▶ [Textauszug]
============

1874 und 1875 hat die Alt-Katholische Kirche in Deutschland zu zwei Unionskonferenzen anglikanische, orthodoxe und evangelische Theologen nach Bonn eingeladen. Grundlage der Beratungen war der Glaube, die Verfassung und der Kultus der alten, ungeteilten Kirche. An beiden Konferenzen wurde von den Theologen eine weitgehende Übereinstimmung erzielt, die jedoch ohne Konsequenzen für das Leben der beteiligten Kirchen blieb. Die Alt-Katholiken führten fortan getrennte Verhandlungen mit den Anglikanern und den Orthodoxen. Mit den Anglikanern führten diese 1931 zu der s.g. "Bonner Vereinbarung" über die Interkommunion zwischen der Utrechter Union der Alt-Katholischen Kirchen und der Anglikanischen Gemeinschaft, die Anfang der 50er Jahre zur vollen Kirchengemeinschaft ausgeweitet wurde.

============

(Auszüge aus einem Pointing-Datensatz)
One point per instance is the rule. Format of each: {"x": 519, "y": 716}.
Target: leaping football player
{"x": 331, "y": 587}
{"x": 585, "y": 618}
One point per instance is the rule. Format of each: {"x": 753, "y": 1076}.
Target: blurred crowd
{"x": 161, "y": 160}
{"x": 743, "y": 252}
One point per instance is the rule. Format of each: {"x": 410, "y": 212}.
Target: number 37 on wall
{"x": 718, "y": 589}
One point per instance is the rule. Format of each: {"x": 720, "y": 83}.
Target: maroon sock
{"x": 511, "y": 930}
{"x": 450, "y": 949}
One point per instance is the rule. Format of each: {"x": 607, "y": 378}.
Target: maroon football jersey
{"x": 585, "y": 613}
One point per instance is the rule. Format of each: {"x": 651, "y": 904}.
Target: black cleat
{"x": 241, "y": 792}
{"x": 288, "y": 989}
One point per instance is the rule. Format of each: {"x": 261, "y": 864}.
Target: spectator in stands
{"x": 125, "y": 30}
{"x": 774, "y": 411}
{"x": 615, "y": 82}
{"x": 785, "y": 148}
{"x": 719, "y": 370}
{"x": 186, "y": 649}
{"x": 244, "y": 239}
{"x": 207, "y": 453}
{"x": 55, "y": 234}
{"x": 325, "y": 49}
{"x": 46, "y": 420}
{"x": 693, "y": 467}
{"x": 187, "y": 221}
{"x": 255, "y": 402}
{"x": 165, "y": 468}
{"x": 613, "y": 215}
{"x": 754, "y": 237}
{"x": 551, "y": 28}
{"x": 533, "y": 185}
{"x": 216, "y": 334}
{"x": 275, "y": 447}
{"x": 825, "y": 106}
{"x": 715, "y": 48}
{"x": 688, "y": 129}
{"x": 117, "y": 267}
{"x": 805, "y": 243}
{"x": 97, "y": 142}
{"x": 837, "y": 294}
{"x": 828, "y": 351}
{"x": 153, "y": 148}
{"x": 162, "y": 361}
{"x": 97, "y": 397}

============

▶ [Aufgaben]
1. Schreiben Sie aus dem Textauszug über die Bonner Unionskonferenzen alles von „1874 und 1875“ bis hinunter zu „Kirchengemeinschaft ausgeweitet wurde.“ wortgetreu ab.
2. Beantworten Sie anhand des Textauszugs über die Bonner Unionskonferenzen die folgenden Fragen:
(a) In welchen Jahren fanden die beiden Unionskonferenzen statt?
(b) Was bildete die Grundlage der Beratungen?
(c) In welchem Jahr kam die „Bonner Vereinbarung“ zustande?

▶ [Lösungen der Reihe]
1.
1874 und 1875 hat die Alt-Katholische Kirche in Deutschland zu zwei Unionskonferenzen anglikanische, orthodoxe und evangelische Theologen nach Bonn eingeladen. Grundlage der Beratungen war der Glaube, die Verfassung und der Kultus der alten, ungeteilten Kirche. An beiden Konferenzen wurde von den Theologen eine weitgehende Übereinstimmung erzielt, die jedoch ohne Konsequenzen für das Leben der beteiligten Kirchen blieb. Die Alt-Katholiken führten fortan getrennte Verhandlungen mit den Anglikanern und den Orthodoxen. Mit den Anglikanern führten diese 1931 zu der s.g. "Bonner Vereinbarung" über die Interkommunion zwischen der Utrechter Union der Alt-Katholischen Kirchen und der Anglikanischen Gemeinschaft, die Anfang der 50er Jahre zur vollen Kirchengemeinschaft ausgeweitet wurde.

2.
(a) 1874 und 1875
(b) Der Glaube, die Verfassung und der Kultus der alten, ungeteilten Kirche
(c) 1931